_TEXT EXCERPT_:
************

Who can forget Mayor Larry Vaughn in the 1975 blockbuster movie, Jaws, being so concerned with the loss of July 4th tourism revenue that he opened the Amity Island, New York beaches, shortly after a shark attack resulted in the gruesome death of a little boy?


"Amity is a summer town. We need summer dollars. If the people can't swim here, they'll be glad to swim at the beaches of Cape Cod, the Hamptons, Long Island," he insisted, then opened the beaches for the 4th of July.


Well, you know the rest of the story.


True to Oscar Wilde's famous quote, "Life imitates art more than art imitates life," the Hamptons faced a similar and potentially disastrous scenario this year on July 3rd when a four to five-foot shark bit a lifeguard during a riptide training exercise. As a result, swimming was quickly suspended "Due to dangerous marine activity," then reopened in time for the 4th of July celebrations the following day.


Luckily, the lifeguard's injuries were not life-threatening. Luckily, a whole slew of medical personnel, including EMTs and other lifeguards, were already on hand to provide immediate treatment as they waited for the ambulance to haul Zack Gallo off to South Shore University Hospital. And luckily, this was the first shark attack in the area. Ever. But still, the parallels to Jaws aren't easy to ignore. There was another shark sighting later that same day, although no one knows if it was the same shark circling the beaches.



There was another 'possible' shark-related injury on Thursday the same week when Nassau County Police Department medics responded to reports of a 37-year-old man who had received a cut on his right foot while swimming at Jones Beach. But, why so many shark sightings?


Female sharks tend to head to Montauk in the late spring, and early summer to a shark nursery discovered there in 2016, where they drop off their pups, then leave. So, there are more sharks in the area, but according to OCEARCH, a non-profit dedicated to shark research, the odds of shark attacks are about one in 12 million, and luckily, most people survive. So, no worries, although we're not so sure that the irascible Quint, the shark hunter who, along with Chief Brody and Matt Hooper, set off to kill that 25-foot, three-ton great white that was eating people like candy along the shores of Amity Island, would say, "No worries."

************

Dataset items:
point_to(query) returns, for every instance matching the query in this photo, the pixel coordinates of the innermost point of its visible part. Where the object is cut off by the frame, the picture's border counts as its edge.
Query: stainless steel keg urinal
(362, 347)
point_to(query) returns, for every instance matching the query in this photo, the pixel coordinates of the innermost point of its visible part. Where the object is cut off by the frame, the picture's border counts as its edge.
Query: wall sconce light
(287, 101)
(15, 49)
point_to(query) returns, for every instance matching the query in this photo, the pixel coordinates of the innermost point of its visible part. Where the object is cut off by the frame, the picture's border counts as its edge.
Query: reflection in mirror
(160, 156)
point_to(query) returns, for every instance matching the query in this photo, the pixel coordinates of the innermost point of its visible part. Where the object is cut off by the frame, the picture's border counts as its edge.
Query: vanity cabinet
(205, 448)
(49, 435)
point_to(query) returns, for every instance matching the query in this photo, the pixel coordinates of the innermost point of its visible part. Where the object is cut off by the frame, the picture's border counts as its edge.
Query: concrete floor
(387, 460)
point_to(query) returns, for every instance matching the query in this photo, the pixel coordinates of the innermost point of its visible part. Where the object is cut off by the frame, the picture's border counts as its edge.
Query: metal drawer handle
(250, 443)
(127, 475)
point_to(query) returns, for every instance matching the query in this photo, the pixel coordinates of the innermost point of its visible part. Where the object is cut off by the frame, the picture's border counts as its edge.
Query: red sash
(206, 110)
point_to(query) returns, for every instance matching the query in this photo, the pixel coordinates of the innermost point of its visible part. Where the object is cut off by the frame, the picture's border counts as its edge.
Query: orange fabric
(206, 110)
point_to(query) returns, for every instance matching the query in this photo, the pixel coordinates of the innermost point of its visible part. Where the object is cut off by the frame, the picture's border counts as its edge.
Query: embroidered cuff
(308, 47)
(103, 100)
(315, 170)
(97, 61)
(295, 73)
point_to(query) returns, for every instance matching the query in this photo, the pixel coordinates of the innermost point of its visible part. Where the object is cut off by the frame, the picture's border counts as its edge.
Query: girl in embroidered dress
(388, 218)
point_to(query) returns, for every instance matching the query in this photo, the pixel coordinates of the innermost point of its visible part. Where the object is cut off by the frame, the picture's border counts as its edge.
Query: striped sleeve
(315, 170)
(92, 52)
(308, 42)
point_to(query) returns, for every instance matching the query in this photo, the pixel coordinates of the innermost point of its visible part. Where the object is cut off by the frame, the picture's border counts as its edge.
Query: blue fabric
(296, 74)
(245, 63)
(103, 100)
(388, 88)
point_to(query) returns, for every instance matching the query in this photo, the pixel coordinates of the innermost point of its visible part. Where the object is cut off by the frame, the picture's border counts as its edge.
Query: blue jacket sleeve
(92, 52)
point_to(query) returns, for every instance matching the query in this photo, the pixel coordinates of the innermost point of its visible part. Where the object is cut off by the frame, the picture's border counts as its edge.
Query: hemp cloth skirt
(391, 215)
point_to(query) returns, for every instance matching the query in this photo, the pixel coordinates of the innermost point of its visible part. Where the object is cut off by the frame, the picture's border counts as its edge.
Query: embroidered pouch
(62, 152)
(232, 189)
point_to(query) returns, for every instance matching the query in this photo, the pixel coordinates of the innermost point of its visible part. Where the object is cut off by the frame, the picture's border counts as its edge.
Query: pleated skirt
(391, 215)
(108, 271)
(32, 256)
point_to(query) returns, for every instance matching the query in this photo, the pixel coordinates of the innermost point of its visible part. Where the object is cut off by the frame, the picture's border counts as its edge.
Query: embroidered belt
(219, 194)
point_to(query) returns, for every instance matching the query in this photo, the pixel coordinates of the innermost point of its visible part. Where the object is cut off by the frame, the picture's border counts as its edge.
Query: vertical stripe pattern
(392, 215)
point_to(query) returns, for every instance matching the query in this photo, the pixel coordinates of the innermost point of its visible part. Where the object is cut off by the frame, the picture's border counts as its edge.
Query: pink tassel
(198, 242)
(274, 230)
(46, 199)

************

_TASKS TO PERFORM_:
• a. Answer these questions from the shark article:
(i) In what year was the movie Jaws released?
(ii) To which hospital was Zack Gallo taken?
(iii) According to OCEARCH, what are the odds of a shark attack?
• b. Retype the passage of the shark article starting with "True to Oscar" and going on through "the following day.".
The dataset items are independent material and have no connection to the shark article.

_TASK RESPONSES_:
• a.
(i) 1975
(ii) South Shore University Hospital
(iii) About one in 12 million

• b.
True to Oscar Wilde's famous quote, "Life imitates art more than art imitates life," the Hamptons faced a similar and potentially disastrous scenario this year on July 3rd when a four to five-foot shark bit a lifeguard during a riptide training exercise. As a result, swimming was quickly suspended "Due to dangerous marine activity," then reopened in time for the 4th of July celebrations the following day.